Recast every line of the items below as a Markdown table with two columns, Row and Line text. Number the rows in order and leave out any blank lines.

(Dataset entries)

>>

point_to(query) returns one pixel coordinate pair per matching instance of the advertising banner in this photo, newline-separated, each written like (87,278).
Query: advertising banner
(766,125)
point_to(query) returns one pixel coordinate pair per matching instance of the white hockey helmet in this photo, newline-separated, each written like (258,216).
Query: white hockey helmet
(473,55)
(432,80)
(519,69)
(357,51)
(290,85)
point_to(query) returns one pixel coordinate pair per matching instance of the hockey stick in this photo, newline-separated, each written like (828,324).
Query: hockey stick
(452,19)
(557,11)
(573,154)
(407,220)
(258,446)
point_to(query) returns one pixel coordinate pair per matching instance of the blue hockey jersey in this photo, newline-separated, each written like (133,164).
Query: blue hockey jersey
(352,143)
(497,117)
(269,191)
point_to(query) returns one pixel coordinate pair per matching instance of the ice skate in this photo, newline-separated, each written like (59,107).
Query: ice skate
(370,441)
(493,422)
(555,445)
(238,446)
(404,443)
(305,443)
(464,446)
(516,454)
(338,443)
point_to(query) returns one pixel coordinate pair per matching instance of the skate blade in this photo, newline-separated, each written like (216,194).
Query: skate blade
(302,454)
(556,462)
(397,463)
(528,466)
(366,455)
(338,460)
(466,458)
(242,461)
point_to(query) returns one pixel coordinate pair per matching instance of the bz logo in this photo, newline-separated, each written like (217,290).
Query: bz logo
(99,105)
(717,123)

<<

## Solution to this task:
| Row | Line text |
|---|---|
| 1 | point_to(query) returns one pixel coordinate pair per matching instance of the advertising banner in this photo, newline-separated, each written like (87,278). |
| 2 | Query: advertising banner |
| 3 | (766,125) |
| 4 | point_to(query) returns one pixel coordinate pair per matching instance of the white hockey helmet in this photo, newline-separated, each written like (258,216). |
| 5 | Query: white hockey helmet |
| 6 | (473,55) |
| 7 | (432,80) |
| 8 | (519,69) |
| 9 | (357,51) |
| 10 | (290,85) |
| 11 | point_to(query) returns one pixel coordinate pair per matching instance of the hockey stick in this photo, newline-separated, each written like (828,324). |
| 12 | Query: hockey stick |
| 13 | (452,19) |
| 14 | (557,11) |
| 15 | (573,154) |
| 16 | (407,220) |
| 17 | (258,446) |
| 18 | point_to(query) returns one pixel coordinate pair per matching instance of the blue hockey jersey in this photo, newline-separated, each written like (133,164). |
| 19 | Query: blue hockey jersey |
| 20 | (352,143) |
| 21 | (497,117) |
| 22 | (269,191) |
| 23 | point_to(query) returns one pixel coordinate pair per matching instance of the ice skate in this photo, newline-separated, each written like (59,107). |
| 24 | Query: ice skate |
| 25 | (370,441) |
| 26 | (493,422) |
| 27 | (555,445) |
| 28 | (238,446) |
| 29 | (404,443) |
| 30 | (305,443) |
| 31 | (464,446) |
| 32 | (516,454) |
| 33 | (338,443) |
| 34 | point_to(query) returns one pixel coordinate pair per matching instance of the skate blade in this photo, newline-separated, each written like (216,194). |
| 35 | Query: skate blade |
| 36 | (302,454) |
| 37 | (556,462) |
| 38 | (397,463) |
| 39 | (528,466) |
| 40 | (366,455) |
| 41 | (338,460) |
| 42 | (466,458) |
| 43 | (242,461) |
| 44 | point_to(query) returns one pixel coordinate pair per matching instance of the bz logo in this photo, newline-separated, each written like (217,290). |
| 45 | Query: bz logo |
| 46 | (99,105) |
| 47 | (717,123) |